(Extracts from a box-labeled dataset)
┌──

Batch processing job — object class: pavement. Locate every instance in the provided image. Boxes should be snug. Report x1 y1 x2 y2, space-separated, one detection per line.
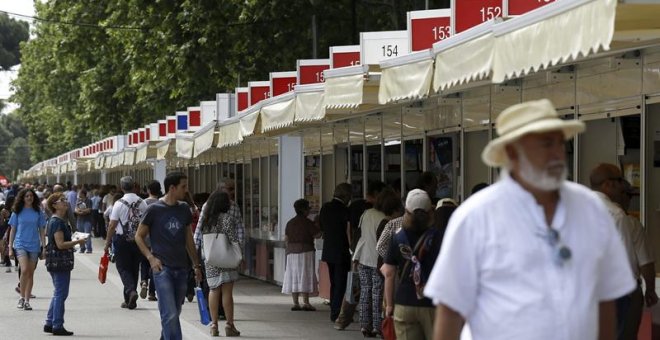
0 239 362 340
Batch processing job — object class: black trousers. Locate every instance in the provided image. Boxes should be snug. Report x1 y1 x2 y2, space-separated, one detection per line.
114 235 144 303
327 262 351 322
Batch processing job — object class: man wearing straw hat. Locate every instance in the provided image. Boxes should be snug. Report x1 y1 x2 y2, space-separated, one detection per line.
424 100 635 340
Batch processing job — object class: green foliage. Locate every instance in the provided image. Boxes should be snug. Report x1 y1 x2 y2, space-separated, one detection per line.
0 113 31 178
0 13 29 71
12 0 448 161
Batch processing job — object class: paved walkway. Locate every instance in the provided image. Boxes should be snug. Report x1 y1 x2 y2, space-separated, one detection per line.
0 239 362 340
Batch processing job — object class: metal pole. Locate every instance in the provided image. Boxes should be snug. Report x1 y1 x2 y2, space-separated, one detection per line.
312 14 316 59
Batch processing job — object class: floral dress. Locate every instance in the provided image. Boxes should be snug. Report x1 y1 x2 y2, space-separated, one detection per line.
202 214 243 289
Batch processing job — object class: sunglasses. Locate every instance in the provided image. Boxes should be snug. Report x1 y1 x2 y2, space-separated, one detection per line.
540 228 573 267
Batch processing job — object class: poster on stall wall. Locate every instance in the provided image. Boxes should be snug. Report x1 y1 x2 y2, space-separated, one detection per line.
304 156 321 220
429 137 454 198
653 131 660 168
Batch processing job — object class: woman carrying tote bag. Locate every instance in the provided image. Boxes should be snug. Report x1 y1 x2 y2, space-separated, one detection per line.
201 191 242 336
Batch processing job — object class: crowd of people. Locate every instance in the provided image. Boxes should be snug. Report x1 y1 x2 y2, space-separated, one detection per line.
0 100 658 340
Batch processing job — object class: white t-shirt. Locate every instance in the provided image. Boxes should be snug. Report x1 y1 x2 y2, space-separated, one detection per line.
110 192 147 235
424 174 635 340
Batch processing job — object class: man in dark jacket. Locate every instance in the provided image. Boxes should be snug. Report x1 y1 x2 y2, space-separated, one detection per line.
319 183 351 322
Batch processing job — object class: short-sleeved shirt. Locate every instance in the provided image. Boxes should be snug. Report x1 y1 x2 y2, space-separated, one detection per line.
424 171 635 340
383 229 442 307
284 215 321 254
48 215 71 245
110 192 147 235
142 201 192 268
9 207 46 252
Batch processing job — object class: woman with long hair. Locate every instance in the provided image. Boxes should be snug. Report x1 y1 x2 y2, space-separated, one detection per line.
201 190 243 336
44 192 86 335
9 189 46 310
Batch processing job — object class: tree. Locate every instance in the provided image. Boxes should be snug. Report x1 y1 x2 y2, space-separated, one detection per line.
12 0 446 161
0 13 29 71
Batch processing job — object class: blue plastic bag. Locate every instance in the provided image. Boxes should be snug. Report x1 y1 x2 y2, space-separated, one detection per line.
195 287 211 326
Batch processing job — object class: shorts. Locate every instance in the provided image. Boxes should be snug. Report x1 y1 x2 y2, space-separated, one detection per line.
15 249 39 262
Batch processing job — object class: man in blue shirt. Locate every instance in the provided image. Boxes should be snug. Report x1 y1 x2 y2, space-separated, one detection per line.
135 172 202 340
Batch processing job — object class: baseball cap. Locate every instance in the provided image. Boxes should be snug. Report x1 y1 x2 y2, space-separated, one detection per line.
406 189 431 212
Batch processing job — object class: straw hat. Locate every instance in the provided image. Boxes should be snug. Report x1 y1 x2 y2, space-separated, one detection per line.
481 99 585 167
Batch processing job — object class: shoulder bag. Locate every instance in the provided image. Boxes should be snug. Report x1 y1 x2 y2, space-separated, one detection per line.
203 215 243 268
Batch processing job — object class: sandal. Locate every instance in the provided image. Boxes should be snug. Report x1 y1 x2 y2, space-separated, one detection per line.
211 322 220 336
225 322 241 336
302 303 316 312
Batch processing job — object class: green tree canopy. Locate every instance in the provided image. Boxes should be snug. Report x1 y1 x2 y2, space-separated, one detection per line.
0 13 29 71
12 0 449 161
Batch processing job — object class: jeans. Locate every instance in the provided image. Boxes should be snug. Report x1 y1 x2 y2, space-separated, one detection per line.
153 266 188 340
77 218 92 253
46 271 71 329
114 235 143 303
327 262 351 322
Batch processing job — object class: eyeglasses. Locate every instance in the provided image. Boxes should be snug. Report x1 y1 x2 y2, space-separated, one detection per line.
539 228 572 266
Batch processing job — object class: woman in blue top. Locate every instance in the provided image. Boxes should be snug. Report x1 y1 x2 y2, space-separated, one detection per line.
44 192 86 335
9 189 46 310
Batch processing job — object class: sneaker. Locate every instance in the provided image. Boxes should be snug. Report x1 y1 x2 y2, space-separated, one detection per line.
53 328 73 336
140 281 149 299
128 291 137 309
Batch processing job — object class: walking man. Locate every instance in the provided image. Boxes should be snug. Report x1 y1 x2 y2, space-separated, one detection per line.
424 100 635 340
136 172 202 340
589 163 658 340
104 176 147 309
319 183 351 322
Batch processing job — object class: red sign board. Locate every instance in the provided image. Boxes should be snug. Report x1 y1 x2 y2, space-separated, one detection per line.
509 0 555 15
331 52 360 68
236 92 250 112
273 77 297 97
250 85 270 106
299 64 330 85
410 17 451 52
452 0 502 33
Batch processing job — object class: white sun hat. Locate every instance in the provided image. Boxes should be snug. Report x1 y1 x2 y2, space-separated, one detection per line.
481 99 585 167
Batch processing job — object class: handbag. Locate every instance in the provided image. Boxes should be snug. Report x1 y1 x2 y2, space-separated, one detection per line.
344 271 360 305
204 233 243 268
99 252 110 284
46 242 73 272
195 287 211 326
381 316 396 340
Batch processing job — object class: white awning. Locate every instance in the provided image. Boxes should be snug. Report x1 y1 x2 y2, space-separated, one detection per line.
261 92 296 132
433 21 496 92
323 65 380 109
135 143 149 164
156 138 172 160
193 120 216 158
293 83 325 123
217 119 243 148
123 148 135 165
378 50 433 104
493 0 616 83
175 132 195 159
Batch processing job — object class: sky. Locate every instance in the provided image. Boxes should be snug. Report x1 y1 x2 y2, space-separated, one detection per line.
0 0 34 113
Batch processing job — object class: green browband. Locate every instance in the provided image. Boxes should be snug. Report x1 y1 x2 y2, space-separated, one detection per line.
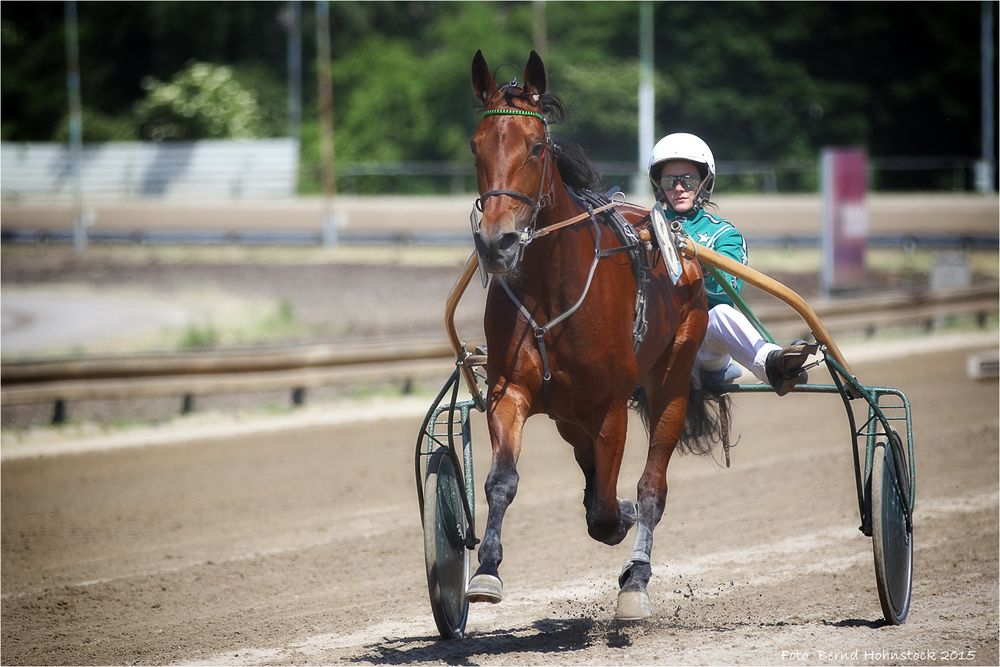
483 109 545 123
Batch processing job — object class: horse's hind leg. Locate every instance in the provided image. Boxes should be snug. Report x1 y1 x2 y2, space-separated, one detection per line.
465 386 530 603
615 336 696 620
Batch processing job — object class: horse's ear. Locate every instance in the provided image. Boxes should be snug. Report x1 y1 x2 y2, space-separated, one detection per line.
472 50 497 105
524 50 547 95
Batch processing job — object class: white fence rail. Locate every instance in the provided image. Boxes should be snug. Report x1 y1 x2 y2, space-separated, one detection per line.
0 139 299 201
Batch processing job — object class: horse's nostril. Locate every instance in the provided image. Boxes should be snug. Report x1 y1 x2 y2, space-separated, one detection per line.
499 232 521 250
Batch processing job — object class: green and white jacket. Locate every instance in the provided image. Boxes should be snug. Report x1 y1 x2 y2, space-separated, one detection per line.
663 206 749 308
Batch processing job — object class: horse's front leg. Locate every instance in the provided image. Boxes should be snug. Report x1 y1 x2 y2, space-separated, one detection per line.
465 385 531 603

└──

Gather every line of the records above that contains the string "tree". Treat uppercase and lowercase letters as different.

• EXPECTED ANSWER
Batch processing job — object class: tree. Locate every instance in the provided image. Boxes should be snug. Report x1 y1 x2 y2, space-separated, one detection per line.
Batch processing job — object class: green tree canopy. Locate every instance in the provided image. Boxes should be snug. Report x1 y1 x2 y2, space-separated, one detection per line.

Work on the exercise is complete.